**Stated task**: Return every line from the position identification records that contains the word "foliage", treating uppercase and lowercase as different.

[Position identification records]
-- Begin --
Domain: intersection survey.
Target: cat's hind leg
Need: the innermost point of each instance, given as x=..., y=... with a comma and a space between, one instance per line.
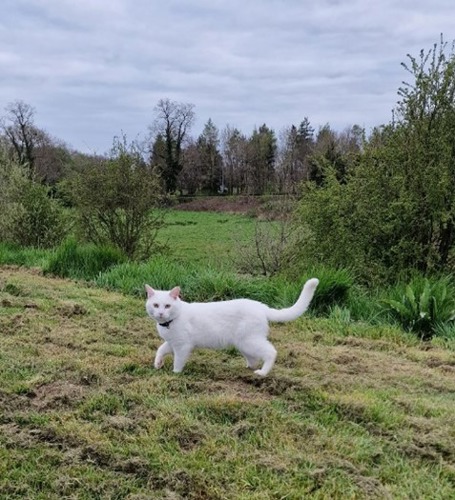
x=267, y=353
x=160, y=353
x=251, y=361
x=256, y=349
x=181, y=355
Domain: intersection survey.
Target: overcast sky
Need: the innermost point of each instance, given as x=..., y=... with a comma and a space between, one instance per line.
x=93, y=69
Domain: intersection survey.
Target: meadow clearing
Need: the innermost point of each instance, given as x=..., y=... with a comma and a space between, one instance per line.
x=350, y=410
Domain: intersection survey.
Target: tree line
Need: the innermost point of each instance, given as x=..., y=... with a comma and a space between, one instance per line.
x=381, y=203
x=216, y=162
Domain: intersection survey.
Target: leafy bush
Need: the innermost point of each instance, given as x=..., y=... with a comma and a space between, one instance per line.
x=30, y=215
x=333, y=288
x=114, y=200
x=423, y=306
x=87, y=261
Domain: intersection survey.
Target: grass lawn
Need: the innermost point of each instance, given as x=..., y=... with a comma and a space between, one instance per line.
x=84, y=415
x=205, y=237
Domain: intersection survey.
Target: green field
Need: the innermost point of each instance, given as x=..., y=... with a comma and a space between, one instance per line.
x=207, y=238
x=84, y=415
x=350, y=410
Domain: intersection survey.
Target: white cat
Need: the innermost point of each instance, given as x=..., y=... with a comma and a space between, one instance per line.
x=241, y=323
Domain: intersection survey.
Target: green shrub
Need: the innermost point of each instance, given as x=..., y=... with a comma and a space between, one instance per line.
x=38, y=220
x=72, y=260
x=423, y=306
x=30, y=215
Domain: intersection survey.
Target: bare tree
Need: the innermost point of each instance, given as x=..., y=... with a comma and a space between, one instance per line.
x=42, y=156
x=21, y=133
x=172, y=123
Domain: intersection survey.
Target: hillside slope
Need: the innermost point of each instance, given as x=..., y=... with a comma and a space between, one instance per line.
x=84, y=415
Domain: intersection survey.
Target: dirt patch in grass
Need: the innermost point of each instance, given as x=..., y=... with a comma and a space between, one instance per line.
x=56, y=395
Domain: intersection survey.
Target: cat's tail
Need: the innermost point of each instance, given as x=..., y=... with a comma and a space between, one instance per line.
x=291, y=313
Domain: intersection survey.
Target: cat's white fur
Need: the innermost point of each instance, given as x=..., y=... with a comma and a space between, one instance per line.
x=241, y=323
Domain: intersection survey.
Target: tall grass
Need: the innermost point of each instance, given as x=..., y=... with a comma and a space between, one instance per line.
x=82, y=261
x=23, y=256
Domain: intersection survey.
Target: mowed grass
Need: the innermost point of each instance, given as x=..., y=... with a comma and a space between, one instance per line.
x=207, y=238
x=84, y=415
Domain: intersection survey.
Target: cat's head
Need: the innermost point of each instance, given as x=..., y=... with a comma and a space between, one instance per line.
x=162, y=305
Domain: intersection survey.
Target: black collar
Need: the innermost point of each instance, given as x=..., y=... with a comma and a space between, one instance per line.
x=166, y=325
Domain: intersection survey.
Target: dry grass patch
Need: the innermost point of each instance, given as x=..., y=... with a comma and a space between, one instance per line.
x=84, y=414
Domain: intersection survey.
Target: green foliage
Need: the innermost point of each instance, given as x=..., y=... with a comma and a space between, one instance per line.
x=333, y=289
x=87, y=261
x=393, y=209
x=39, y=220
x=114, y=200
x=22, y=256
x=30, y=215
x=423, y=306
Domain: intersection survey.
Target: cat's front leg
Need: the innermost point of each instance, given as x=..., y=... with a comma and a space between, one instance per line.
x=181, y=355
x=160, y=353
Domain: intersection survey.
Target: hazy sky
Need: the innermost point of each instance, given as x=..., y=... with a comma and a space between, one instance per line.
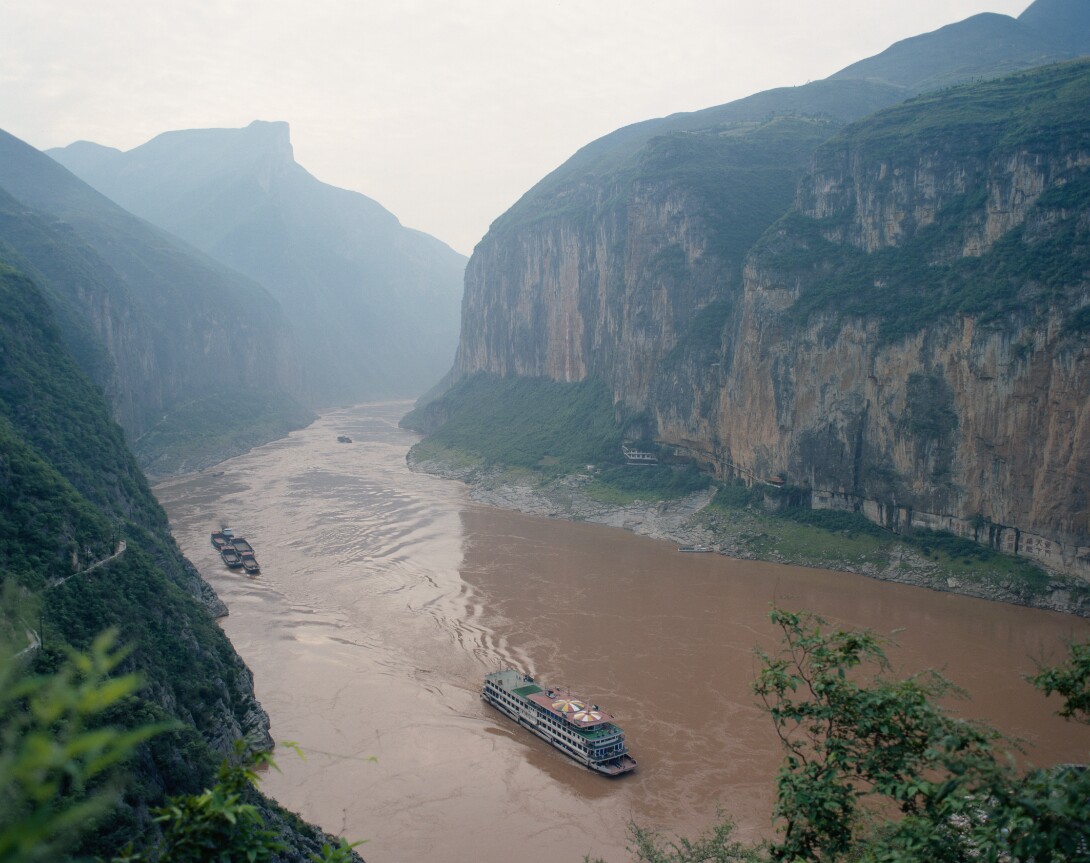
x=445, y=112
-- End --
-- Begin --
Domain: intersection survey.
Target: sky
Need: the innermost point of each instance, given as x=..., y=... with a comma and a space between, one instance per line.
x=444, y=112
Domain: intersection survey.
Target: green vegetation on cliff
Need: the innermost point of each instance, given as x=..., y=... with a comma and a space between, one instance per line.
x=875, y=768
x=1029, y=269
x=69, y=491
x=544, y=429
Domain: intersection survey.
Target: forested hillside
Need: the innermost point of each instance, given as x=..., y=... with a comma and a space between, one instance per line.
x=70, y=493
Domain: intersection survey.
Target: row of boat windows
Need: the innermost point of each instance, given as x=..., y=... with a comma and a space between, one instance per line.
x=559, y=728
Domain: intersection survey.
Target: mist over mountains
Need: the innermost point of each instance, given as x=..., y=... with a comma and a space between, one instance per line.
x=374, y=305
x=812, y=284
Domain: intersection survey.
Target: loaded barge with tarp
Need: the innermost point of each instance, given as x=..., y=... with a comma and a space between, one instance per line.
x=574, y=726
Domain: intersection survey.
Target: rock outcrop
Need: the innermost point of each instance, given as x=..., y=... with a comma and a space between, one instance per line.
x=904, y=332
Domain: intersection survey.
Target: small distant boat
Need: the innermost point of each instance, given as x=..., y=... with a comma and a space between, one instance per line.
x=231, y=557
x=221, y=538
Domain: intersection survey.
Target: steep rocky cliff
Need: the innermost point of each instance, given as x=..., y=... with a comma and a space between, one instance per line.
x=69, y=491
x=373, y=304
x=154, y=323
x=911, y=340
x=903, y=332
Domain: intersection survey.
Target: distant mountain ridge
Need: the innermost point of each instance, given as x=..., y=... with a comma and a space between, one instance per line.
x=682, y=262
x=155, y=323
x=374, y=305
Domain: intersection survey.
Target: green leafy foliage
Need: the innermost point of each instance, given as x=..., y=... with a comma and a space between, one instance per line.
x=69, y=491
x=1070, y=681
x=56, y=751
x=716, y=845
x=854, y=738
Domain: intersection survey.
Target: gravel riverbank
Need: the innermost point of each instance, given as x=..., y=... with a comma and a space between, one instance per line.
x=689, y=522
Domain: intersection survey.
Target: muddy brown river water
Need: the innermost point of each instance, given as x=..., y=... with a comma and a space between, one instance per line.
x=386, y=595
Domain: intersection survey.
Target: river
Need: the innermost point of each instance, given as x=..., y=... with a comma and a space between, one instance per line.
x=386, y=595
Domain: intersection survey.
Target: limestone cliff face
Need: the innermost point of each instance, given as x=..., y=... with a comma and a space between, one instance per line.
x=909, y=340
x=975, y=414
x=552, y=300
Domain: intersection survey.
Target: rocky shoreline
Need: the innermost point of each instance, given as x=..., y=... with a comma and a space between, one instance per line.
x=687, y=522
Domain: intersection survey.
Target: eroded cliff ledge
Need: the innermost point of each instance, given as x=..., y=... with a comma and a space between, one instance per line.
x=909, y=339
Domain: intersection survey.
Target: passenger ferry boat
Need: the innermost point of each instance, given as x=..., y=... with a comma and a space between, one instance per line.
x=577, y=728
-- End --
**The completed task**:
Target: green foliage
Target: green leafy foliage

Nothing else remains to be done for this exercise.